#### Short exercise
Reproduce every line from the one containing "written like (472,30)." through the end of the material, scaling only the answer coordinates by 2.05 and rounding each to a whole number with halves going up. Keep every other number unchanged.

#### Data shown
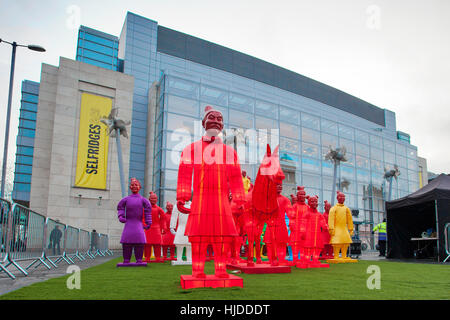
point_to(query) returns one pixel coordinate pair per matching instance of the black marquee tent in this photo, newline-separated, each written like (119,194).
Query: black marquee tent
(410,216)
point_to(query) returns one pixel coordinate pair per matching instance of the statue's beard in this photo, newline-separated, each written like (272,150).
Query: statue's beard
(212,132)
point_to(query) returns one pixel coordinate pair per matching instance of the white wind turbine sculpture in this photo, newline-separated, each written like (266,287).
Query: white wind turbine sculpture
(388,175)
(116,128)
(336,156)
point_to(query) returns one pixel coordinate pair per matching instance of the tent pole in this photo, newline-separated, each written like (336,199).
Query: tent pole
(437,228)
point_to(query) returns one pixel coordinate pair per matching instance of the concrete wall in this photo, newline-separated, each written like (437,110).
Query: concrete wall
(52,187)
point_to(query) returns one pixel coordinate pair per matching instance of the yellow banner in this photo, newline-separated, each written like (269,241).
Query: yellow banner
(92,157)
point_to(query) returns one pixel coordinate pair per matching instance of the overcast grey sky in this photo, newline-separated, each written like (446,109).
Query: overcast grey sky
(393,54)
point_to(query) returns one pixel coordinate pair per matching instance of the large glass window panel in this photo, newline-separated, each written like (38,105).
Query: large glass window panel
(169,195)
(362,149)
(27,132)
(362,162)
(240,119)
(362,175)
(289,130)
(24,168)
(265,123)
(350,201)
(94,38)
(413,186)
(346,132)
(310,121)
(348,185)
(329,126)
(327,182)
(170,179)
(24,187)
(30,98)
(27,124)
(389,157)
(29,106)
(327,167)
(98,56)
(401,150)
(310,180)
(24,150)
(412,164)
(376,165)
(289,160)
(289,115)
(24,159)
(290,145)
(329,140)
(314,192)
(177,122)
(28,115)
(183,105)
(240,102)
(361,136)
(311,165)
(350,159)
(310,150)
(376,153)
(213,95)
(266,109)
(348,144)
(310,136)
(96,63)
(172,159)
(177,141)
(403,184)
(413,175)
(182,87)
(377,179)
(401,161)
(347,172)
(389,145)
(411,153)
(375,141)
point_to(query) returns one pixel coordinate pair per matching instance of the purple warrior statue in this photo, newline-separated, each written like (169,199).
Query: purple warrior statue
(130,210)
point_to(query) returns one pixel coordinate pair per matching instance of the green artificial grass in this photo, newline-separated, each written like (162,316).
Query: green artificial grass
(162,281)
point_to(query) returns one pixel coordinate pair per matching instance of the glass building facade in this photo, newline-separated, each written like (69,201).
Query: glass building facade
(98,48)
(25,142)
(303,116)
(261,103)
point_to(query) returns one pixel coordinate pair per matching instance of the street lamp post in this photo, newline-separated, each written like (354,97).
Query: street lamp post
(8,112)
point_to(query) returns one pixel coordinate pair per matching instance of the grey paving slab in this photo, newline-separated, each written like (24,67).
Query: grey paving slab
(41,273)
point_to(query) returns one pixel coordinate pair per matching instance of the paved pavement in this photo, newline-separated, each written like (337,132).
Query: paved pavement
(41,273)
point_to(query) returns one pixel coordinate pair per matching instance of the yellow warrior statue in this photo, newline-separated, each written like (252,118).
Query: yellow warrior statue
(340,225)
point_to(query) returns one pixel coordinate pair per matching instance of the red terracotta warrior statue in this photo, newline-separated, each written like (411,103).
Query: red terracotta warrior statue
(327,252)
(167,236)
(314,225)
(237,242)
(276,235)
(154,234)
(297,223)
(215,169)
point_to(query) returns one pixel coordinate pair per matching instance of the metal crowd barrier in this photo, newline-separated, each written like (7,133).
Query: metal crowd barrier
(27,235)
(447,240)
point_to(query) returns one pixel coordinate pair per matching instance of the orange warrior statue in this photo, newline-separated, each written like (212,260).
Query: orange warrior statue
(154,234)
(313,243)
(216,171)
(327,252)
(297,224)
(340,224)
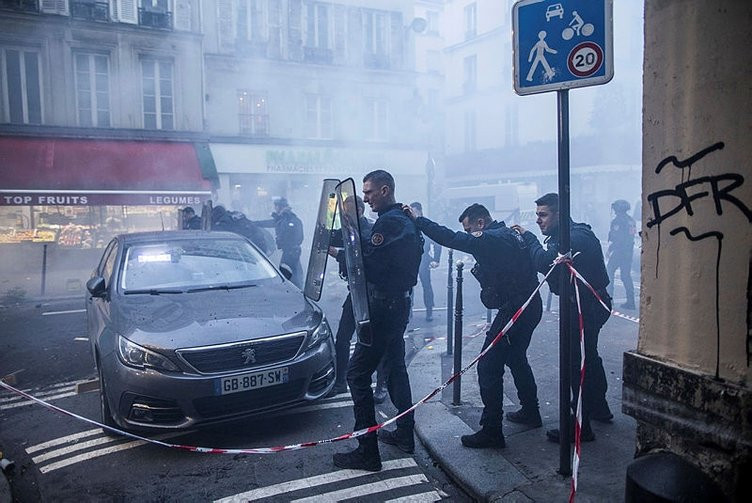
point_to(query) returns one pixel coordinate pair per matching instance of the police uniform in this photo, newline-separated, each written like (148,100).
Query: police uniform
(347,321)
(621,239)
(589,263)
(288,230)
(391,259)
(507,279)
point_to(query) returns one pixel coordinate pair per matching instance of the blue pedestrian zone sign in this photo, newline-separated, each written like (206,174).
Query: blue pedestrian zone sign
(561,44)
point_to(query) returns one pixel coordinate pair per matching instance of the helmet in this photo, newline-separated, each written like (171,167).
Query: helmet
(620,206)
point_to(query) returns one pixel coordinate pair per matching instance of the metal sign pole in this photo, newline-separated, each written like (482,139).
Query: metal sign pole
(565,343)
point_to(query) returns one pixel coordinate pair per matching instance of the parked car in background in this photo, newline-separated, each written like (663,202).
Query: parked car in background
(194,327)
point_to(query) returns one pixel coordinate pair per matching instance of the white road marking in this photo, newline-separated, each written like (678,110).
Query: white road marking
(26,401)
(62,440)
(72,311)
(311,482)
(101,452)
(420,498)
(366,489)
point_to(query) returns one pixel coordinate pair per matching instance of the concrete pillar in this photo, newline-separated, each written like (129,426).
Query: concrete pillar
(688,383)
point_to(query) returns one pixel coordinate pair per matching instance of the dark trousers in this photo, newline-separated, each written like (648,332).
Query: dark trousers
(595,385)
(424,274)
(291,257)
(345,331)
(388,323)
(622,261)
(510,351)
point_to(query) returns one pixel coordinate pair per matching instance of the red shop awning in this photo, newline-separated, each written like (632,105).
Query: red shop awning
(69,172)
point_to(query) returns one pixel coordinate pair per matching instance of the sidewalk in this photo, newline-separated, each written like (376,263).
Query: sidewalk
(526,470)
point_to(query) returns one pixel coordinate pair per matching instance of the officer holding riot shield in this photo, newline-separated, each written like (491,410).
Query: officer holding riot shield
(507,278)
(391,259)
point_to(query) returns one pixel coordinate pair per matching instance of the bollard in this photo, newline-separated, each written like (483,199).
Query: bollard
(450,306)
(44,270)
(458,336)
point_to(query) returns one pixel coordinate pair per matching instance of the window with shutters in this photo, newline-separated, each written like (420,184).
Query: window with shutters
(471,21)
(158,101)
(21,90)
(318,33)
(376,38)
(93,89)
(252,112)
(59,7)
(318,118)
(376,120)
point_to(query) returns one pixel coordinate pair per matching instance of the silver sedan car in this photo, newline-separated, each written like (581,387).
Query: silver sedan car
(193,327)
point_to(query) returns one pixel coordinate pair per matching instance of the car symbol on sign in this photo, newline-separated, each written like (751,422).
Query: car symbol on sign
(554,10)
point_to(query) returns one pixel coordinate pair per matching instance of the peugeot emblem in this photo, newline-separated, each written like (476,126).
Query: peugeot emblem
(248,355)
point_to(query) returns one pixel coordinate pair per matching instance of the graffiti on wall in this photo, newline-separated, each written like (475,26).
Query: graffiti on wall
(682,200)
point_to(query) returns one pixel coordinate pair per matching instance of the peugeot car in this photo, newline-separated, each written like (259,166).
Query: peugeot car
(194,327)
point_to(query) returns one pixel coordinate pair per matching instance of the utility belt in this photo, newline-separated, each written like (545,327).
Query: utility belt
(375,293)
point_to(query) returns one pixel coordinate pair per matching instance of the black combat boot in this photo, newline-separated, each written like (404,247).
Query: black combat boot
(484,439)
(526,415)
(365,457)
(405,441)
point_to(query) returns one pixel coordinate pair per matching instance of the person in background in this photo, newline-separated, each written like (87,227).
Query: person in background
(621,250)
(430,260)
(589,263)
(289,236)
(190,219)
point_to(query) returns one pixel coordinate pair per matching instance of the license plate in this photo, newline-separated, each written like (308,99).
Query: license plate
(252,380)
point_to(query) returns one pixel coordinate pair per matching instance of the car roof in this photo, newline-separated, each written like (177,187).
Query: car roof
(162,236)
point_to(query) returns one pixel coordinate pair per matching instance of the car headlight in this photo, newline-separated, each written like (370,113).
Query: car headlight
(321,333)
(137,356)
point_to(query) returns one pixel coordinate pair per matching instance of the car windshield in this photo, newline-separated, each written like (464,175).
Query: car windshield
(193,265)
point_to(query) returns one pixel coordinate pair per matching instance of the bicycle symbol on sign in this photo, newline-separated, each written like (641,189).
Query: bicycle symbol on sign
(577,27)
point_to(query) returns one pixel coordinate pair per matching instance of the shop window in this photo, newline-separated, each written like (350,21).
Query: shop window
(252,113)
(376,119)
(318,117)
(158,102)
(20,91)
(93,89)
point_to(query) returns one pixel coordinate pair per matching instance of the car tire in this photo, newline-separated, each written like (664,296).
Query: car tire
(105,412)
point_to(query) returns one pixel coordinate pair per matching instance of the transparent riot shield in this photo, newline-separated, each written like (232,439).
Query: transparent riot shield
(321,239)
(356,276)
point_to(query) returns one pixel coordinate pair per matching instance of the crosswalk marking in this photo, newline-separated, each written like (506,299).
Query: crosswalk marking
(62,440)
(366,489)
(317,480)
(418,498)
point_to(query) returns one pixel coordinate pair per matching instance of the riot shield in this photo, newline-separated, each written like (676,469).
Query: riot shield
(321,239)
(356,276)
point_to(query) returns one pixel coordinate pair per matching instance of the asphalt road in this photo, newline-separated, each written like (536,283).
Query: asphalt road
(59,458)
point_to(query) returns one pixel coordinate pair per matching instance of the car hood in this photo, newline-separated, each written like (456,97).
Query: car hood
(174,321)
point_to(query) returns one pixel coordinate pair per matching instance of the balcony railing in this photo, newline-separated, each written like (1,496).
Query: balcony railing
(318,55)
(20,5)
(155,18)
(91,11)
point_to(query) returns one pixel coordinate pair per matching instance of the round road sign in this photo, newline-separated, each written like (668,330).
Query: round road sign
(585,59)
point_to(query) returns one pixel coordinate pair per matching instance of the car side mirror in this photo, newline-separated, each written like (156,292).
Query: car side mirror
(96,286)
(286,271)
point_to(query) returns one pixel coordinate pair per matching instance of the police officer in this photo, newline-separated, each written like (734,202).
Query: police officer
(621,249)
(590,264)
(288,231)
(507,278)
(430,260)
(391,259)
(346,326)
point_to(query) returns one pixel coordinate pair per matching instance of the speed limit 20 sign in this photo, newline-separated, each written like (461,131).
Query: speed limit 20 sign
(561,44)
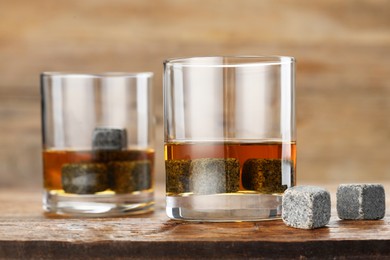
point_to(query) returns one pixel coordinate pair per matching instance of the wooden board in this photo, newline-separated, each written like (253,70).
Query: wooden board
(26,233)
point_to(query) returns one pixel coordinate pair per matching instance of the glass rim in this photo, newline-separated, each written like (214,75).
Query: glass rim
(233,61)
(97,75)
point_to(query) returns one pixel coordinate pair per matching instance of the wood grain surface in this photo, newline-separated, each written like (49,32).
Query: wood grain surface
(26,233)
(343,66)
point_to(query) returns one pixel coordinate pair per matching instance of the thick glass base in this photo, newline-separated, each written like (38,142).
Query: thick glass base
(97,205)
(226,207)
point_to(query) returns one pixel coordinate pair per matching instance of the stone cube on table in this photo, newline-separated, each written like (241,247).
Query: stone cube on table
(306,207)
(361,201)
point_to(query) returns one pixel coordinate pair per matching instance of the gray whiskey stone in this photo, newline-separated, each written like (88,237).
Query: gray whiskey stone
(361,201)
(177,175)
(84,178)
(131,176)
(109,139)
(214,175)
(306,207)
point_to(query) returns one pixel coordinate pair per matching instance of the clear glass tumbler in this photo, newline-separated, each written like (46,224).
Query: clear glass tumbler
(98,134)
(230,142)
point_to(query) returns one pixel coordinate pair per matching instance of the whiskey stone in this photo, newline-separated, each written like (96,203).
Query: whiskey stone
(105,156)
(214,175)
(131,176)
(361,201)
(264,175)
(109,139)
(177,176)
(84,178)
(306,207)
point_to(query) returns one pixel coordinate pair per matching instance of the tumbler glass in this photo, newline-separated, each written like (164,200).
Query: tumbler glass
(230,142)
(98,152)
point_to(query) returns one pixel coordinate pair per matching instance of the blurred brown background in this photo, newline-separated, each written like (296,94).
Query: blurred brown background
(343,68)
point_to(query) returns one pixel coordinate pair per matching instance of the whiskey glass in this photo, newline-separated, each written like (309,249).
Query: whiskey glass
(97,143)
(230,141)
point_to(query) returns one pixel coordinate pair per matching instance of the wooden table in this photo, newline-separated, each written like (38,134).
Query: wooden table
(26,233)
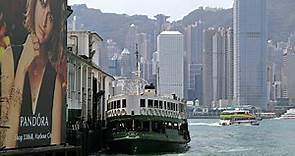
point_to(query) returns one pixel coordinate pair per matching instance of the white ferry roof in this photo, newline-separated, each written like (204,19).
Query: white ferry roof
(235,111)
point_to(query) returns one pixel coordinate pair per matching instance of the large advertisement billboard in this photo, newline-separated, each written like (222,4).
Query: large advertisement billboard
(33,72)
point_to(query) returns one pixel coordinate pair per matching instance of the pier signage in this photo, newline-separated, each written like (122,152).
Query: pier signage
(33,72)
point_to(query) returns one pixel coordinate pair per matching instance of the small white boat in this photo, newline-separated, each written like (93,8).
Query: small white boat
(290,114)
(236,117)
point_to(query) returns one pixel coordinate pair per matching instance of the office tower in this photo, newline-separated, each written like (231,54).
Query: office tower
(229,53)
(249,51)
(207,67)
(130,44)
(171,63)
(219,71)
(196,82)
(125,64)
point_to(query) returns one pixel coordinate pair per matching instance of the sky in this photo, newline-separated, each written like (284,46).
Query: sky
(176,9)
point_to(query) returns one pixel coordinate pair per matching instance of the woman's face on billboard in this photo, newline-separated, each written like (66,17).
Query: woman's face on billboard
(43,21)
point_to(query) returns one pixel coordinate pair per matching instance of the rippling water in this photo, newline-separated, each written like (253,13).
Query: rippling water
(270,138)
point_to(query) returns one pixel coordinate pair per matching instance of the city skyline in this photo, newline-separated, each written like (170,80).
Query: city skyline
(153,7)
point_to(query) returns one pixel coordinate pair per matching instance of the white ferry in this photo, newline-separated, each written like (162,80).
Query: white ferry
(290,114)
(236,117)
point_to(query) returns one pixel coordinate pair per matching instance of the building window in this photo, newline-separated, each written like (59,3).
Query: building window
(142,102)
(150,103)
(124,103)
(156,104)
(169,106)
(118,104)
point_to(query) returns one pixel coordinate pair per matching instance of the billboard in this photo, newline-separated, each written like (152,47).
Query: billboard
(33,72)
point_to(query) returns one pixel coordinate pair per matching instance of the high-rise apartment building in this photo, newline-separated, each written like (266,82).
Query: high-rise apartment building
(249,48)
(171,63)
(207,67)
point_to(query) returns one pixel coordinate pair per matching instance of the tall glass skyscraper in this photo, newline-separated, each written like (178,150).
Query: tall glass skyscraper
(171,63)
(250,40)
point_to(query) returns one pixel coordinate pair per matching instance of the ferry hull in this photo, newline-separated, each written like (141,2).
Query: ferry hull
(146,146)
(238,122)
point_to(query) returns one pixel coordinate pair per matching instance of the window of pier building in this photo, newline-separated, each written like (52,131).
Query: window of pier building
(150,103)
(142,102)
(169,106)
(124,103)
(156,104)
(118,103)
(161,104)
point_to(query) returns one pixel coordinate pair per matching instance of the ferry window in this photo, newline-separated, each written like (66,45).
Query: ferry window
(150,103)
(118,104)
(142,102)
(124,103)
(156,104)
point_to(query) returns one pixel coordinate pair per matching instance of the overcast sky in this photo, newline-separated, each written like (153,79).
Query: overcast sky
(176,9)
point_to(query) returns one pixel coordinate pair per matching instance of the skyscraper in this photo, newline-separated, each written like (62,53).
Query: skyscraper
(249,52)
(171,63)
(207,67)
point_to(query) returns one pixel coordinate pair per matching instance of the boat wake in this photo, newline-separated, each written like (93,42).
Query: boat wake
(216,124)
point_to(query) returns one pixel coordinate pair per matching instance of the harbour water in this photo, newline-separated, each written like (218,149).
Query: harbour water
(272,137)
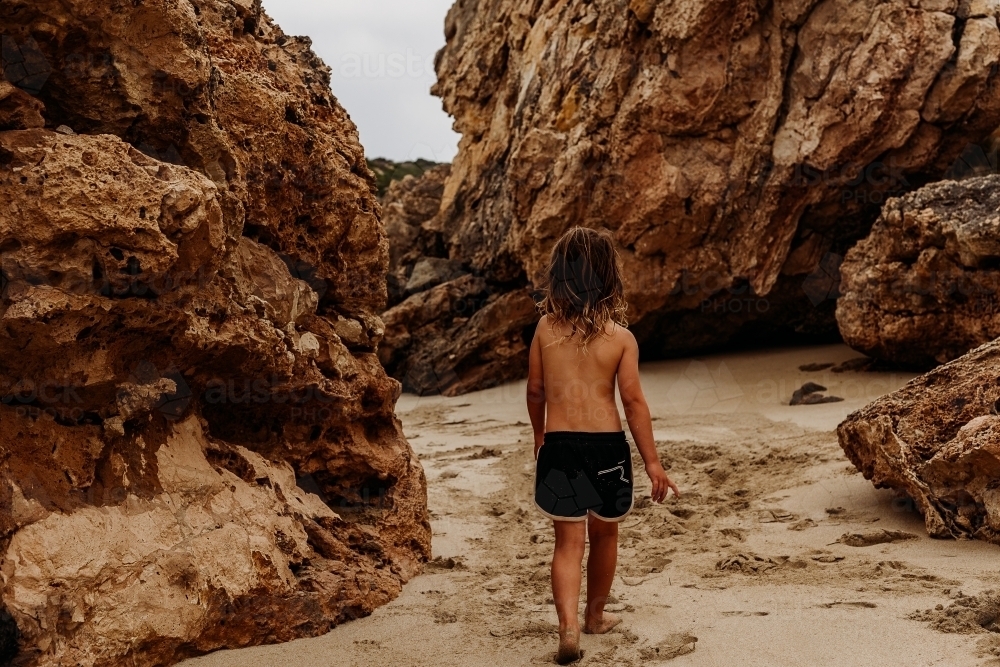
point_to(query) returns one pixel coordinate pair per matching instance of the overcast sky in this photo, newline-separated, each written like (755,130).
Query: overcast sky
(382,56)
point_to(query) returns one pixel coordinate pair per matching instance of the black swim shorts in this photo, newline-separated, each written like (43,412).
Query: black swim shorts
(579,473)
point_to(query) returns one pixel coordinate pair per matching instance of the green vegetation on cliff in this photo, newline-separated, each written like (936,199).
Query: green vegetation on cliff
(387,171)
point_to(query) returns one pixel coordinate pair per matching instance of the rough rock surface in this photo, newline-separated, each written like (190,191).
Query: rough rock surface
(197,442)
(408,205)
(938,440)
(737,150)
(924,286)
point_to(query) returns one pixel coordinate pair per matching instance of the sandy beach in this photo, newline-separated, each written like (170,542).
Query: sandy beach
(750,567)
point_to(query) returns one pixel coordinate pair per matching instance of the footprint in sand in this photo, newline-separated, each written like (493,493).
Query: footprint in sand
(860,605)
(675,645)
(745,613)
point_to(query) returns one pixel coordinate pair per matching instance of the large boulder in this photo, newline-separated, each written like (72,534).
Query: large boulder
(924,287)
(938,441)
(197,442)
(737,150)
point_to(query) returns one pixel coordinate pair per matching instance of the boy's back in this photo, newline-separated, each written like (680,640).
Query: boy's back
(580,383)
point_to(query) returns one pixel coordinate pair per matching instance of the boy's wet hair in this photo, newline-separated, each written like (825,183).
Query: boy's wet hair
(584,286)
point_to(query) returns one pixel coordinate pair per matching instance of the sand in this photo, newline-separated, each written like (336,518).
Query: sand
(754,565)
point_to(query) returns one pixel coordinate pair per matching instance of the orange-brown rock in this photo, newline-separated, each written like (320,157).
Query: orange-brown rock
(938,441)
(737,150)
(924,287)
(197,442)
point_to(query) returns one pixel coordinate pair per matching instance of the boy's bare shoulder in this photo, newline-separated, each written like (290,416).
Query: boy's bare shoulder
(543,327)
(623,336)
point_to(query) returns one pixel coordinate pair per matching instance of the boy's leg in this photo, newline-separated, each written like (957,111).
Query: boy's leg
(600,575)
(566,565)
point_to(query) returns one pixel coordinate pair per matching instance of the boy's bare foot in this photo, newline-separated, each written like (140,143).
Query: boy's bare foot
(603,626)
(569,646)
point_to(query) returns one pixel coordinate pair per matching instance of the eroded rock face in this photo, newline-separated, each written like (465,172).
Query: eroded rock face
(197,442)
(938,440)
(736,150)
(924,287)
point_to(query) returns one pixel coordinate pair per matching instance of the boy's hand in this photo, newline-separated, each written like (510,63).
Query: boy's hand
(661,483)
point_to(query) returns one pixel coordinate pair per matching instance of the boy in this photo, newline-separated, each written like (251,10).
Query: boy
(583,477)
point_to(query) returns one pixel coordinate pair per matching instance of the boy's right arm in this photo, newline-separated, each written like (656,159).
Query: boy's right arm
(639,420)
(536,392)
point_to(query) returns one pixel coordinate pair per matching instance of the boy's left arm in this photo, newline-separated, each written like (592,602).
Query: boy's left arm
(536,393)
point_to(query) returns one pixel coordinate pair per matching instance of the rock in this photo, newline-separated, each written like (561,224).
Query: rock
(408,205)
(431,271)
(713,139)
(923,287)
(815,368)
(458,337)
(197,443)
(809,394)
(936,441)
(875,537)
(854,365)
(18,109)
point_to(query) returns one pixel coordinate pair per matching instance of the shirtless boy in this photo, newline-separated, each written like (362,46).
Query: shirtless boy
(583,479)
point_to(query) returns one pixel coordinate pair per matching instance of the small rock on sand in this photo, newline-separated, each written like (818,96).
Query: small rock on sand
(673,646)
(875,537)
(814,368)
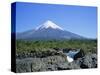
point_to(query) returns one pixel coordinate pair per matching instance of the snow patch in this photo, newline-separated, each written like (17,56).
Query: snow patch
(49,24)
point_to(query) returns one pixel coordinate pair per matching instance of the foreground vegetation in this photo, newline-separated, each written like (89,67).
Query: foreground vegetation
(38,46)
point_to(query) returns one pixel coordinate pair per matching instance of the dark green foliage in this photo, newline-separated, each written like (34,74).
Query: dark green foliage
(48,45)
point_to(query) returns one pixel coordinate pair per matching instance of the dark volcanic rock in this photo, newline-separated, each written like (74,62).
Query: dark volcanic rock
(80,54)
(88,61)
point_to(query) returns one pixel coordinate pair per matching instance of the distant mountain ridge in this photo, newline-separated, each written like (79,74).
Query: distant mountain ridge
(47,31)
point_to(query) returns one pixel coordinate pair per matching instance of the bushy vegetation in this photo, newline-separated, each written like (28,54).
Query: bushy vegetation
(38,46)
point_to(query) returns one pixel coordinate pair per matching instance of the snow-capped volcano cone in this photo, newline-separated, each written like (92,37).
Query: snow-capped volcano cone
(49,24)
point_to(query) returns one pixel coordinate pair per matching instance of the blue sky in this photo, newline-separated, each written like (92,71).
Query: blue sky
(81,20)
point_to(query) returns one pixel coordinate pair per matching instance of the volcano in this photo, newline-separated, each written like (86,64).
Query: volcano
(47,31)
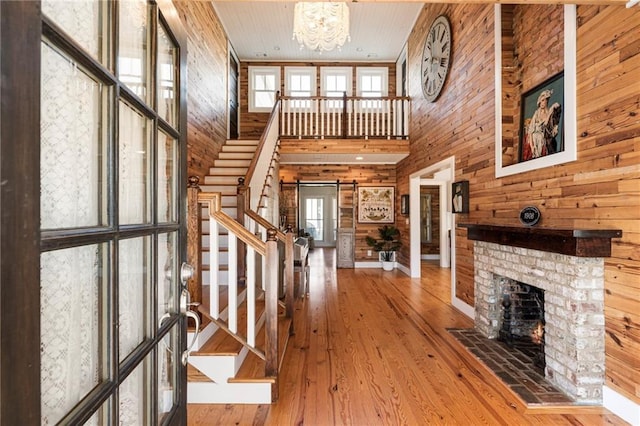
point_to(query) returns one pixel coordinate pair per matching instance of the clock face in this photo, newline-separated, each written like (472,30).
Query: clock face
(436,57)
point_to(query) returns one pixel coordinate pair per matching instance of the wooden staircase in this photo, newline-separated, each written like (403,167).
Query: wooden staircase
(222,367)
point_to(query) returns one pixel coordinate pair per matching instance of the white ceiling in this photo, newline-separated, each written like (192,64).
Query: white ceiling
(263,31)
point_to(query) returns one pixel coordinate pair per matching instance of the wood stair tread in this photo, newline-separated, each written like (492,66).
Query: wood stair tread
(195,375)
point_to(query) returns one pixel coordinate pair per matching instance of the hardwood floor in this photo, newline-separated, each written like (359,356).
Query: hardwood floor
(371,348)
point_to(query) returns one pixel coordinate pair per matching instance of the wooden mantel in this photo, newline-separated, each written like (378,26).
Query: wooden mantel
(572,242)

#### Answer for the task
point_to(query) returns one pixel coordinate pair per matching instance of the clock face in this photo, newline-separated, each written like (472,30).
Query: clock face
(894,117)
point_to(query) returns one pixel coordinate pair per matching instance of the wooden staircase in this photo, newline-separated, each written like (403,167).
Query: wooden staircase
(455,752)
point_to(query) returns one pixel coordinate pair per matching instance of the white ceiling in this photo, newline-separated, each written like (192,64).
Query: white ceiling
(539,64)
point_to(query) returns one pixel coordinate pair per matching instance of the wood stair tread in this photo, newline-separated, each written like (492,66).
Query: wood stair tread
(400,769)
point_to(query) returns one pixel coordinate pair per matching instance of the hardwood floor in this photo, newline-separated, each written like (359,356).
Query: hardwood floor
(761,713)
point_to(query) returns one pixel coordinate pair per matching instance of the wooden mantel in this photo, newline-separated, each written like (378,26).
Query: wooden mantel
(1173,496)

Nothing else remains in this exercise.